■ **PROBLEM DESCRIPTION**
Without including any pictures, write out all the entries exactly.

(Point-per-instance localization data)
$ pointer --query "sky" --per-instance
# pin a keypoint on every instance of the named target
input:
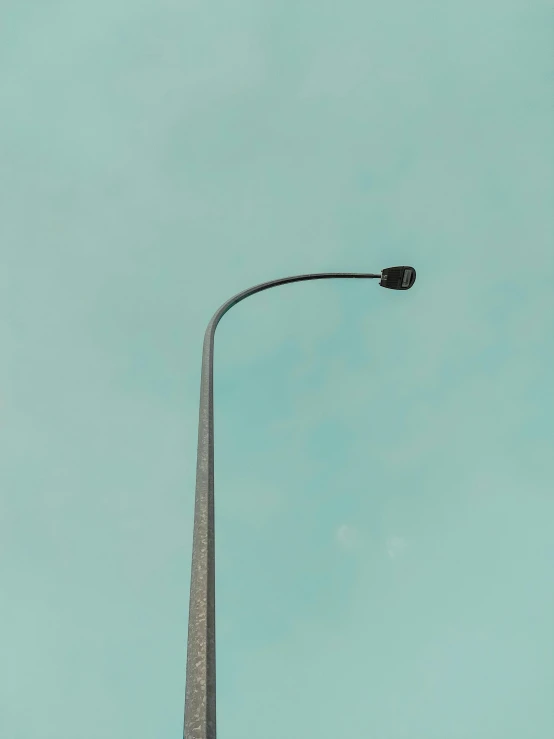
(383, 479)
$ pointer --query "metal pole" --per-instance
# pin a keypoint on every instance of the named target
(200, 704)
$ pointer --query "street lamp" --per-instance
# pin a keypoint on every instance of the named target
(200, 714)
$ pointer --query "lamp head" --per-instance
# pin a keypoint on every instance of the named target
(398, 278)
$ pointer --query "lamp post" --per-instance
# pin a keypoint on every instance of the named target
(200, 704)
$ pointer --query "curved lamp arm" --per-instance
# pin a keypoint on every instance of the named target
(200, 691)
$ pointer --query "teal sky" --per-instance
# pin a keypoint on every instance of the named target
(383, 476)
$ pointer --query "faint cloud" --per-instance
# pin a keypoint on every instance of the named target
(347, 537)
(396, 546)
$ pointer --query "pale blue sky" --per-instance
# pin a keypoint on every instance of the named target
(384, 496)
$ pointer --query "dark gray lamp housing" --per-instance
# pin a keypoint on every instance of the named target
(398, 278)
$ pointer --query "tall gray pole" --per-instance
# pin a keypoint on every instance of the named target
(200, 718)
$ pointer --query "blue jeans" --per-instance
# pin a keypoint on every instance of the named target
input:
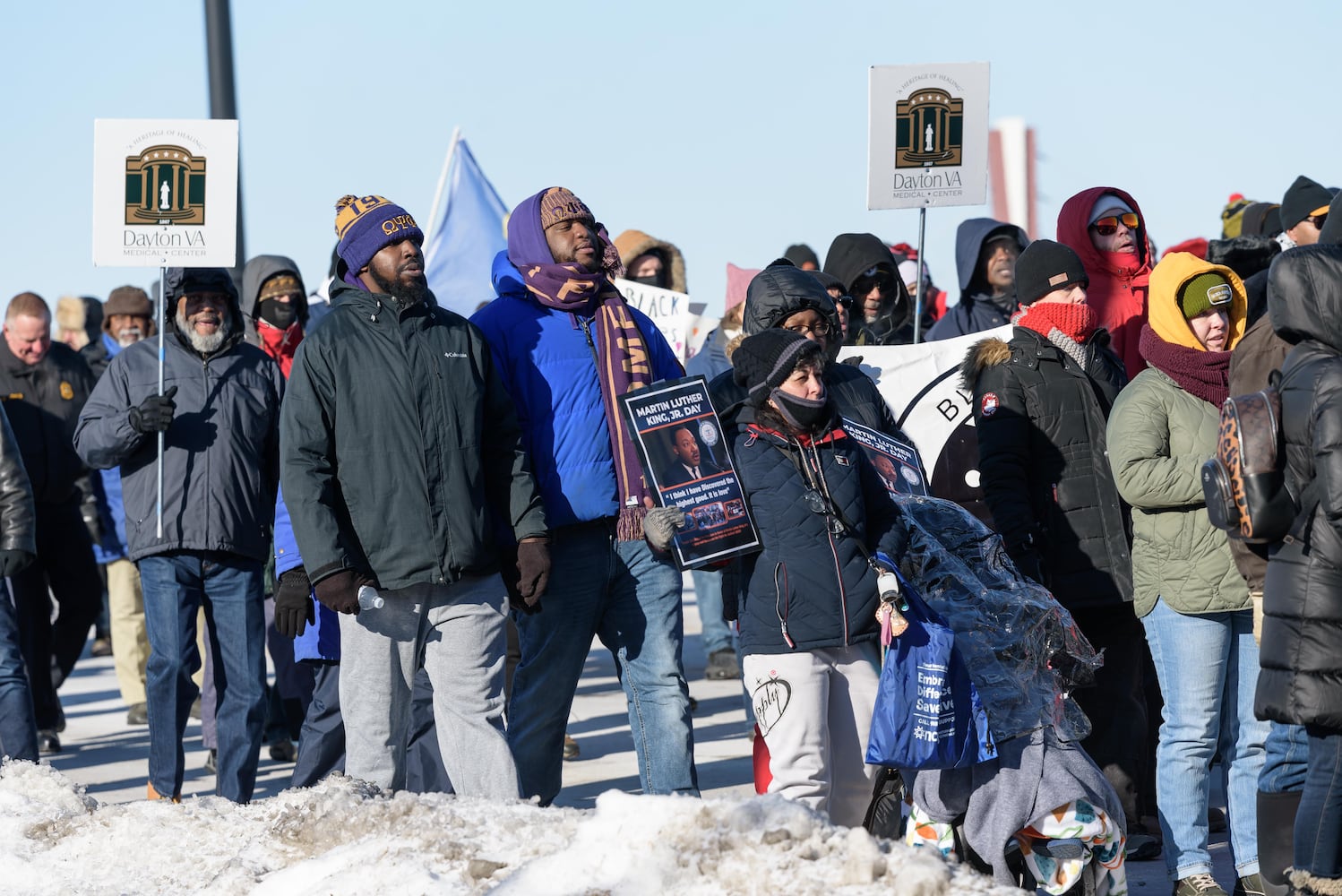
(1286, 755)
(1207, 666)
(229, 588)
(1318, 823)
(622, 593)
(18, 730)
(708, 593)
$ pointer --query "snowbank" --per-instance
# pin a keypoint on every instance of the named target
(345, 837)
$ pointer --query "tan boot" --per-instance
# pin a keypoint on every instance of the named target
(155, 794)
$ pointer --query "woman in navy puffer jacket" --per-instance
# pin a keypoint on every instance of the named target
(808, 625)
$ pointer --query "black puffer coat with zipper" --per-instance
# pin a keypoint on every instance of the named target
(1045, 463)
(1301, 653)
(811, 586)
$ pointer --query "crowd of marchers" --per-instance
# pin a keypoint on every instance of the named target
(426, 520)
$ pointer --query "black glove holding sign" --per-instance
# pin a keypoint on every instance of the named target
(155, 413)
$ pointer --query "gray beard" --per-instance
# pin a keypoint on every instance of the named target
(204, 345)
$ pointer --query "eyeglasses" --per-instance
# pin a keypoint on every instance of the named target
(1109, 226)
(865, 283)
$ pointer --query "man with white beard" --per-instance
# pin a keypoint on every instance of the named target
(219, 412)
(128, 318)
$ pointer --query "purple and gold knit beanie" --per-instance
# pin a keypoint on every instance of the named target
(366, 224)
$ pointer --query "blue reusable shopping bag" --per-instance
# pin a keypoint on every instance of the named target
(927, 712)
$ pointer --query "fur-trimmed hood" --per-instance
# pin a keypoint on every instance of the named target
(631, 245)
(983, 354)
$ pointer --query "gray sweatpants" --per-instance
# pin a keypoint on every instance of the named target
(458, 631)
(813, 709)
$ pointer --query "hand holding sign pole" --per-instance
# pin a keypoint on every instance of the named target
(166, 191)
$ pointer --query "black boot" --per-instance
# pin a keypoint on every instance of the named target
(1277, 839)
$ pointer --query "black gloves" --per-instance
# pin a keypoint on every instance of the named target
(533, 567)
(155, 413)
(13, 562)
(293, 605)
(340, 591)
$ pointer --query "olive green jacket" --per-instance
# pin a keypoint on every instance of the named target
(1158, 439)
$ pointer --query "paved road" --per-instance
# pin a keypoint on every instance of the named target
(108, 757)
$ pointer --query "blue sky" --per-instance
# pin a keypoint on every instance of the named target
(730, 129)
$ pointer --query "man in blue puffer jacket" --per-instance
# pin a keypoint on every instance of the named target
(566, 346)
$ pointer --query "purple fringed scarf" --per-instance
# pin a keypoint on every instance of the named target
(623, 359)
(1205, 375)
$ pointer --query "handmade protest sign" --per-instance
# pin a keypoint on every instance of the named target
(687, 466)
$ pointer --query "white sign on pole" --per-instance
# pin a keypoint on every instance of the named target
(164, 192)
(927, 135)
(668, 310)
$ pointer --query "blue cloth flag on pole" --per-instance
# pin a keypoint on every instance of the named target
(466, 234)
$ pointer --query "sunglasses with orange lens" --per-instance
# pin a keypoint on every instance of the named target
(1109, 226)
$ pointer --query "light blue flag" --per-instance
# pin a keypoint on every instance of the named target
(466, 237)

■ **TASK RESPONSE**
$ pointer --query "sky" --per-instance
# pin a keypoint on every instance of the named target
input:
(383, 479)
$ pointer --query "metal pole" --per-instance
# pin a keypoint on every instance of the named target
(200, 704)
$ pointer --query "street lamp" --per-instance
# pin a keypoint on every instance of the named target
(200, 714)
$ pointer --query "lamp head" --per-instance
# pin a keypoint on every instance of the named target
(398, 278)
$ pointer --query "lamp post" --per-instance
# pin a keypoint on every instance of the named target
(200, 704)
$ pointer --query "curved lamp arm" --per-instance
# pin a keypoint on every instance of the named target
(200, 691)
$ pointer --query "teal sky" --per-instance
# pin a keypoint on every instance of the named target
(383, 476)
$ pointer --query "faint cloud" --per-instance
# pin a keypoint on every instance of the named target
(347, 537)
(396, 546)
$ pointer --query "pale blue sky" --per-instance
# pin a keypoint on every instance of the named target
(384, 496)
$ pointer --query "dark gray lamp housing" --per-instance
# pin a keypoint on every instance of the named target
(398, 278)
$ pointer --query "tall gray pole" --per-instance
# pin a keypoint on every instance of the named target
(200, 718)
$ pointer --query "blue jeans" --per-instance
# pin a keypoint on every instance of the named target
input:
(1286, 755)
(1207, 666)
(229, 588)
(1318, 823)
(622, 593)
(18, 730)
(708, 593)
$ pointer --query "snowbank" --per-instance
# pin a keypoint on every instance of the named target
(345, 837)
$ pointer --query "tan boot" --per-instance
# pin a keypoint on every instance of the named target
(155, 794)
$ pointer --query "woman in navy puffer jacket" --per-instance
# pin a keypoint on every instance of the named target
(808, 625)
$ pointer --query "black puffer coat with zipper" --per-instance
# pin a keypoint on every instance of the named target
(1045, 463)
(1301, 653)
(811, 586)
$ pointer --query "crowd of marchers" --per-instance
# pin a keypoint on every instance of the named target
(426, 520)
$ pointer --query "black glove holding sign" --per-instance
# pin a keypoint on every instance of the named target
(155, 413)
$ pointer --query "gray beard" --per-instance
# pin a keypoint on every instance of the named target
(204, 345)
$ pointer --query "eyeglasses" --per-instance
# pin a keypoint on every instance of the named target
(1109, 226)
(865, 283)
$ pointer --query "man with white beard" --per-instance
# pin a keypoint on every instance of the named target
(219, 412)
(128, 318)
$ pointer --query "purple and gold knit beanie" --per-instance
# pin a keypoint on every instance of the named target
(366, 224)
$ pointer --query "blue reusable shopping bag" --per-instance
# pin a keypoint on every instance of the named target
(927, 712)
$ pointer --query "fur-trimmed hood" --per-instance
# pin a keypoint on every instance of the named target
(631, 245)
(983, 354)
$ pointer --query "gray sweatpants" --per-instance
# pin a keypoint on every instance of the named target
(458, 631)
(813, 709)
$ pointer --query "hand holding sign pole" --per-instance
# pin a keypoint on every instance of the named target
(166, 191)
$ pointer --query "black boot" --per-instance
# pin a keypoint on every instance of the named target
(1277, 839)
$ pointer --query "black gloves" --per-instance
# pin a keypoint on every instance of the named target
(533, 567)
(155, 413)
(13, 562)
(293, 605)
(340, 591)
$ pointer --query "olive green jacket" --per-instance
# pin a keypoint on every instance of the named target
(1158, 439)
$ pointer --query "paved road" --per-instance
# pin a keypoint on every instance of the named target
(108, 757)
$ pointer --query "blue sky" --per-instance
# pin a keypoint on every instance of the named target
(730, 129)
$ pointer --query "man in blue puffer jacket" --per-instance
# pin a keypoint on every instance of the named target
(566, 346)
$ pointer --query "purple fringed scarf" --per-instance
# pin a keypoint on every instance of the named target
(623, 359)
(1205, 375)
$ pointer --query "handmade protest sign" --per-instance
# pin a keypoint on every instance of the named target
(687, 466)
$ pointer --query "white sign on pole" --per-instance
# pin a keypoint on every instance of the named target
(164, 192)
(927, 135)
(668, 310)
$ pointer --query "blue cloth flag on pole" --per-instance
# pin a keypoint on every instance of the named target
(466, 234)
$ pointer --query "sunglasses with orange lens" --per-instance
# pin a keypoint on every instance of the named target
(1109, 226)
$ pointer --query "light blue flag" --per-instance
# pin a keypoint on every instance of the named target
(466, 237)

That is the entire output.